[Teks Sumber]
○ ○ ○ ○ ○

Opini  

Pemungutan Suara Ulang Solusi Tuntaskan Sengketa Hasil Pemilu

Oplus_131072

Oleh: Ninda Widiasti 

Pemungutan Suara Ulang (PSU) yang diselenggarakan di sejumlah daerah Indonesia, seperti Papua, Mahakam Ulu, Kota Palopo, dan Kabupaten Pesawaran, menjadi bukti nyata bahwa demokrasi di Indonesia terus mengalami pematangan. Pelaksanaan PSU berlangsung aman dan damai, mencerminkan kedewasaan masyarakat dalam menyikapi perbedaan pilihan politik serta menyelesaikan sengketa secara konstitusional.

PSU bukan sekadar proses administratif, melainkan bentuk koreksi sistem demokrasi terhadap kekeliruan prosedural. Dalam konteks ini, langkah penyelenggara pemilu menjadi sangat penting untuk menjaga kepercayaan publik terhadap hasil akhir pemilihan. Penyelenggaraan PSU menunjukkan bahwa ketika terjadi pelanggaran atau kesalahan dalam pelaksanaan awal, negara hadir memberikan solusi konstitusional yang adil dan terbuka.

Ketua Komisi Pemilihan Umum (KPU), Mochammad Afifuddin, menyampaikan bahwa pelaksanaan PSU di berbagai daerah berjalan tertib dengan tingkat partisipasi yang signifikan. Ia mencatat bahwa di Mahakam Ulu, partisipasi pemilih mencapai lebih dari 74 persen, sementara di Pesawaran dan Palopo angka partisipasi juga tergolong tinggi. Ia menyampaikan apresiasi kepada seluruh penyelenggara dan masyarakat yang turut menjaga suasana tetap kondusif selama proses PSU berlangsung.

○ ○ ○ ○ ○

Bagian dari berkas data
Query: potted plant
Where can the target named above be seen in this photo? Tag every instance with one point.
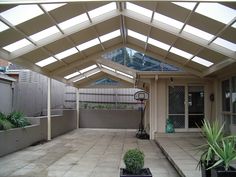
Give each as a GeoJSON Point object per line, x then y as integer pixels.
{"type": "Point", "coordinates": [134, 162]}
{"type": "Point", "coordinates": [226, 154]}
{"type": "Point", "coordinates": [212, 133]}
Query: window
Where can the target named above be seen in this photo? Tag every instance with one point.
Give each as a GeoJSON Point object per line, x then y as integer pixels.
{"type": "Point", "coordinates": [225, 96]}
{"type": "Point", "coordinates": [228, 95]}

○ ○ ○ ○ ○

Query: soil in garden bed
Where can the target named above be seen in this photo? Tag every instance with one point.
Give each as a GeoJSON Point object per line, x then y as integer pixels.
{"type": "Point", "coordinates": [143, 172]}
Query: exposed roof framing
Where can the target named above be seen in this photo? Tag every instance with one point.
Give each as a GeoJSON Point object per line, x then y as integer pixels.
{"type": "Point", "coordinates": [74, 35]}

○ ○ ○ ○ ○

[Tugas Anda]
a) Kutip dengan persis bagian teks opini tentang Pemungutan Suara Ulang, dimulai pada kata-kata yang memuat "Oplus_131072" dan berhenti setelah "adil dan terbuka.".
b) Lanjutkan teks opini tentang Pemungutan Suara Ulang, dimulai setelah kalimat terakhir yang tercantum.
Data tersebut diambil dari sumber yang berbeda.

[Jawaban Latihan]
a)
Oplus_131072

Oleh: Ninda Widiasti 

Pemungutan Suara Ulang (PSU) yang diselenggarakan di sejumlah daerah Indonesia, seperti Papua, Mahakam Ulu, Kota Palopo, dan Kabupaten Pesawaran, menjadi bukti nyata bahwa demokrasi di Indonesia terus mengalami pematangan. Pelaksanaan PSU berlangsung aman dan damai, mencerminkan kedewasaan masyarakat dalam menyikapi perbedaan pilihan politik serta menyelesaikan sengketa secara konstitusional.

PSU bukan sekadar proses administratif, melainkan bentuk koreksi sistem demokrasi terhadap kekeliruan prosedural. Dalam konteks ini, langkah penyelenggara pemilu menjadi sangat penting untuk menjaga kepercayaan publik terhadap hasil akhir pemilihan. Penyelenggaraan PSU menunjukkan bahwa ketika terjadi pelanggaran atau kesalahan dalam pelaksanaan awal, negara hadir memberikan solusi konstitusional yang adil dan terbuka.

b)
Afifuddin menegaskan bahwa PSU merupakan bentuk tanggung jawab moral dan hukum dari penyelenggara pemilu. Dalam situasi di mana ditemukan pelanggaran prosedur atau administrasi, penyelenggaraan ulang pemungutan suara menjadi satu-satunya cara untuk menjamin keadilan pemilu. Tindakan ini menjadi bukti bahwa sistem pemilu Indonesia memiliki mekanisme korektif yang kuat untuk menjaga integritas dan keabsahan hasil pemilihan.

Dari Papua, tokoh agama Pastor Catto Mauri mengajak masyarakat untuk menyambut PSU dengan sikap damai dan hati yang jernih. Ia mendorong agar warga datang ke tempat pemungutan suara untuk menunaikan hak pilih tanpa terpengaruh provokasi. Menurutnya, perbedaan pilihan politik adalah hal wajar, tetapi persatuan dan kerukunan di tengah masyarakat jauh lebih penting untuk dipertahankan.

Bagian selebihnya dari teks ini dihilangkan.